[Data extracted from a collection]

________________________

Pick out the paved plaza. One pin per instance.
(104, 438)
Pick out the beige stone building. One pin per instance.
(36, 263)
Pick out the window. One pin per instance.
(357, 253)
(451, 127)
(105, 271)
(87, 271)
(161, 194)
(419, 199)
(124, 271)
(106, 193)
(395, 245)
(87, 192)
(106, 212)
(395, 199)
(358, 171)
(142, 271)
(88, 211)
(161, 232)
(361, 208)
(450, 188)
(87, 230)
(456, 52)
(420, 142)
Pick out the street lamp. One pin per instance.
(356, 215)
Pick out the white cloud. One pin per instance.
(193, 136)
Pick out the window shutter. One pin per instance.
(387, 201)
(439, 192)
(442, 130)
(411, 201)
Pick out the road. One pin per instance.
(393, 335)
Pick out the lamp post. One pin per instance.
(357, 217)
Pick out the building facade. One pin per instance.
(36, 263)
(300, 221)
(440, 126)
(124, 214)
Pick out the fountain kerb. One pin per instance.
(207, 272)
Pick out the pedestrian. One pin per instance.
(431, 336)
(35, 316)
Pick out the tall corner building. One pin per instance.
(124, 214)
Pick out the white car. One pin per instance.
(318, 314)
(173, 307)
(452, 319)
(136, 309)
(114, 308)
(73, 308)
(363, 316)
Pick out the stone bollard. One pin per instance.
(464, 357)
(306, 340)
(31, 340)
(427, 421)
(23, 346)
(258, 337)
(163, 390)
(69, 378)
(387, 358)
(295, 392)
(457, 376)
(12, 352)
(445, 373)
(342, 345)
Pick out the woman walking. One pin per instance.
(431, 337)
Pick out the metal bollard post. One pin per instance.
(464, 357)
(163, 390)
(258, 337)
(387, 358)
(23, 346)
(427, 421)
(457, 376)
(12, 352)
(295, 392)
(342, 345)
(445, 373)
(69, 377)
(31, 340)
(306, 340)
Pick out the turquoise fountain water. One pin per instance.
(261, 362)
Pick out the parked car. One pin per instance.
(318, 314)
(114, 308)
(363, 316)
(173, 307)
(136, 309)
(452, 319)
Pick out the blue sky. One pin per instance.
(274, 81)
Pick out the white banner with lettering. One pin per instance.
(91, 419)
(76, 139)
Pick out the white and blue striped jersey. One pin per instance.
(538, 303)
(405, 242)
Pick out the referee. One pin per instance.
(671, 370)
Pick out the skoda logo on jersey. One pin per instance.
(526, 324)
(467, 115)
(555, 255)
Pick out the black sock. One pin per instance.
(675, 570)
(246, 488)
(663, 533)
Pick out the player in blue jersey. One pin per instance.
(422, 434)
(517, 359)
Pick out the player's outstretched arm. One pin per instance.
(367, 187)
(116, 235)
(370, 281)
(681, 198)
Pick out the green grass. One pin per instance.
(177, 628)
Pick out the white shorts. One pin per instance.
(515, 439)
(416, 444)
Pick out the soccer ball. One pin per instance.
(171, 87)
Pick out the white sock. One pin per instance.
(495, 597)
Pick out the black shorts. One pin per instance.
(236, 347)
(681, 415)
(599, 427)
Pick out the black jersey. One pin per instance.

________________________

Extract the complete set of records unchanged.

Pick out the paved plaza. One pin per instance.
(104, 438)
Pick out the beige stone building. One pin per instance.
(36, 263)
Pick out the window. One pin per instance.
(357, 253)
(451, 127)
(105, 271)
(87, 271)
(161, 194)
(419, 199)
(124, 271)
(106, 193)
(395, 245)
(87, 192)
(106, 212)
(395, 199)
(358, 171)
(142, 271)
(88, 211)
(161, 232)
(361, 208)
(450, 188)
(87, 230)
(456, 52)
(420, 142)
Pick out the street lamp. One pin per instance.
(356, 215)
Pick out the white cloud. One pin per instance.
(193, 136)
Pick out the window shutter. One pin per instance.
(387, 201)
(439, 192)
(442, 130)
(411, 201)
Pick out the road. One pin per instance.
(393, 335)
Pick out the lamp post. One pin per instance.
(357, 217)
Pick out the building facade. One pin per instance.
(36, 263)
(300, 221)
(440, 126)
(124, 214)
Pick out the fountain kerb. One pin per instance.
(207, 272)
Pick out the pedestrian. One pin per instance.
(431, 336)
(35, 316)
Pick out the tall corner building. One pin per instance.
(124, 214)
Pick out the white car. One pin per instance.
(318, 314)
(173, 307)
(452, 319)
(136, 309)
(114, 308)
(73, 308)
(363, 316)
Pick out the stone bollard. One pin per instance.
(464, 357)
(306, 340)
(31, 340)
(427, 421)
(23, 346)
(258, 337)
(163, 390)
(69, 378)
(387, 358)
(295, 392)
(457, 376)
(12, 352)
(445, 373)
(342, 345)
Pick out the woman walking. One pin per instance.
(431, 337)
Pick out the metal bollard post. One pin per instance.
(464, 357)
(163, 390)
(258, 337)
(387, 358)
(23, 346)
(427, 421)
(457, 376)
(12, 352)
(295, 392)
(342, 345)
(445, 373)
(69, 377)
(31, 340)
(306, 340)
Pick out the turquoise fountain water. One pin per instance.
(261, 362)
Pick out the parked car. One pin per instance.
(318, 314)
(114, 308)
(363, 316)
(173, 307)
(136, 309)
(452, 319)
Pick out the blue sky. One pin per instance.
(274, 81)
Pick out the white banner with lettering. One pin per instance.
(91, 419)
(76, 139)
Pick out the white and blue striped jersey. One pin per instance.
(538, 303)
(405, 242)
Pick out the referee. One pin per instance.
(671, 370)
Pick out the skoda logo on jersey. One pin per instance.
(526, 324)
(467, 115)
(555, 255)
Pick out the black sock. One pin per instance.
(675, 570)
(246, 488)
(663, 533)
Pick out the player in blue jersey. One pin per instance.
(422, 434)
(517, 359)
Pick out the player's outstretched arm. One pin per instance.
(367, 187)
(116, 235)
(370, 281)
(681, 198)
Pick out the green grass. One pin per instance.
(177, 628)
Pick out the white shorts. One pin per instance.
(515, 439)
(416, 444)
Pick out the soccer ball. One pin per instance.
(171, 87)
Pick out the white sock. One pin per instance.
(495, 597)
Pick out the black shorts. One pin per instance.
(236, 347)
(681, 415)
(599, 427)
Pick out the black jersey. One pin per instance.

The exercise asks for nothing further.